*** Opening of MATERIAL PROVIDED ***

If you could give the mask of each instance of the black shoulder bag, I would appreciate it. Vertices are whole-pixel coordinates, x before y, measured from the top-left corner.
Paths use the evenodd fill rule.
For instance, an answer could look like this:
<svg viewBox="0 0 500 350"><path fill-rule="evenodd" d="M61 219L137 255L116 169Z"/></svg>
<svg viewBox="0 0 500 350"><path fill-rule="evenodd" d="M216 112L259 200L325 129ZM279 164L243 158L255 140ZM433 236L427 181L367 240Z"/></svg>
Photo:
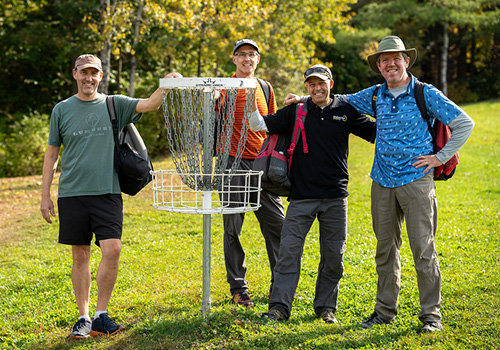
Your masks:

*** Close of MATERIAL PROVIDED ***

» WHAT NEEDS TO BE DONE
In the lines above, find the word "instance" and copy each line that contains it.

» PROBLEM SOLUTION
If you could give the mask of each instance of the black shoulder bag, I would appreciate it. Vertices are whole-pixel coordinates, x before y, measured from the top-left corner.
For instance, an answer could look like this:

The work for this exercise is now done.